### Vorliegender Text
07.02.2023

Österreich und Ungarn brüskieren EU-NATO-Kriegstreiber

 

 

Liebe Genossen und Freunde,

Rainer Rupp greift hier Aussagen aus einem Treffen zwischen dem österreichischen Verteidigungsminister und dem ungarischen Ministerpräsidenten auf, in dem sich beide gegen Waffenlieferungen in die Ukraine und die weitere Kriegseskalierung durch die NATO wenden.

Siegfried Eichner

 

 

Kiew schnaubt vor Wut auf Viktor Orbán, der einige unbequeme Wahrheiten über die Ukraine ausgesprochen hat. In einem langen Gespräch mit ausländischen Journalisten hatte sich Orbán auch zu Themen geäußert wie die wachsende Kluft zwischen Ungarn und dem Rest der EU.

Von Rainer Rupp

Erstveröffentlichung am 03.02.2023 auf RT DE

Bei einer gemeinsamen Pressekonferenz am 30. Januar in Budapest erklärten die österreichische Verteidigungsministerin Klaudia Tanner und ihrer ungarischer Amtskollege Kristóf Szalay-Bobrovniczky, dass sich beide Länder einig sind, auch weiterhin keine Waffen in die Ukraine zu schicken, um eine weitere Eskalation zu verhindern. Österreich und Ungarn stünden auf der Seite des Friedens, betonte Szalay-Bobrovniczky, und statt Waffen zu liefern, leisteten beide humanitäre Hilfe für Kriegsflüchtlinge.

Für beide Länder sei eine enge Zusammenarbeit das Wichtigste, denn „wir leben in einer Zeit der Gefahr“, sagte der ungarische Verteidigungsminister, und seine Kollegin Tanner erklärte, die größte Gefahr bestehe darin, dass der Krieg auf EU-Länder übergreife. Dies sei nicht nur eine Frage des konventionellen Krieges, sondern auch ein Zusammenspiel mit hybrider Kriegsführung und einer Zunahme der Migration im Allgemeinen. „Nicht nur in Österreich sind die Auswirkungen enorm zu spüren, sondern auch in Ungarn. Schlussendlich verläuft die Flüchtlingsroute durch unser Nachbarland zu uns“, betonte Tanner.

### Gegebene Daten
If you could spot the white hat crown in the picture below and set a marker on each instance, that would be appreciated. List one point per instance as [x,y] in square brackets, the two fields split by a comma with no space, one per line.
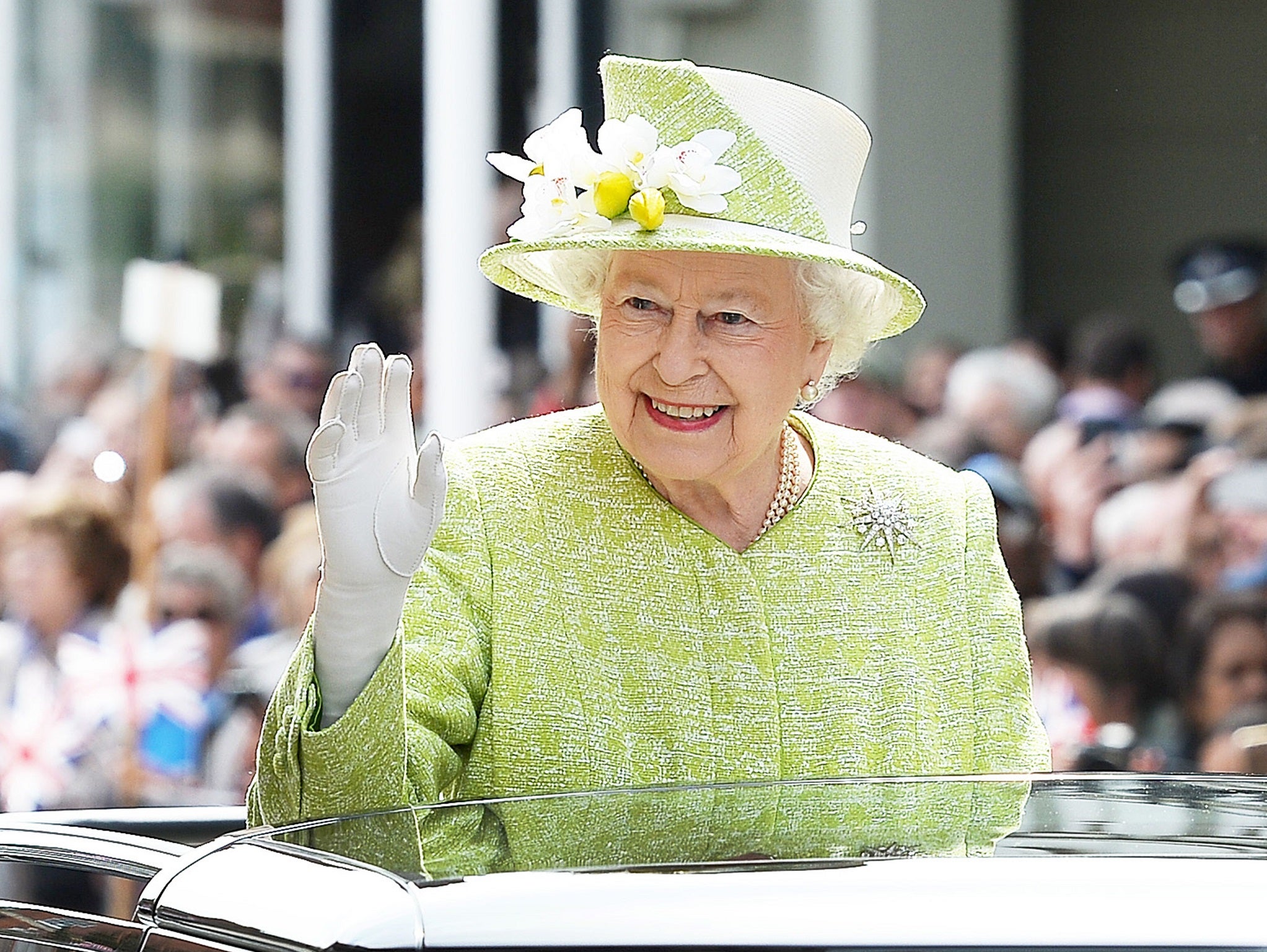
[828,164]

### Zu bearbeiten
1. Wann fand laut dem Text über Österreich und Ungarn die gemeinsame Pressekonferenz in Budapest statt?
2. Schreiben Sie aus dem Text über Österreich und Ungarn den Abschnitt von „Siegfried Eichner“ bis „Hilfe für Kriegsflüchtlinge.“ wortgetreu ab.
Die Daten haben mit dem Text nichts zu tun.

### Lösungen
1. Am 30. Januar.

2.
Siegfried Eichner

 

 

Kiew schnaubt vor Wut auf Viktor Orbán, der einige unbequeme Wahrheiten über die Ukraine ausgesprochen hat. In einem langen Gespräch mit ausländischen Journalisten hatte sich Orbán auch zu Themen geäußert wie die wachsende Kluft zwischen Ungarn und dem Rest der EU.

Von Rainer Rupp

Erstveröffentlichung am 03.02.2023 auf RT DE

Bei einer gemeinsamen Pressekonferenz am 30. Januar in Budapest erklärten die österreichische Verteidigungsministerin Klaudia Tanner und ihrer ungarischer Amtskollege Kristóf Szalay-Bobrovniczky, dass sich beide Länder einig sind, auch weiterhin keine Waffen in die Ukraine zu schicken, um eine weitere Eskalation zu verhindern. Österreich und Ungarn stünden auf der Seite des Friedens, betonte Szalay-Bobrovniczky, und statt Waffen zu liefern, leisteten beide humanitäre Hilfe für Kriegsflüchtlinge.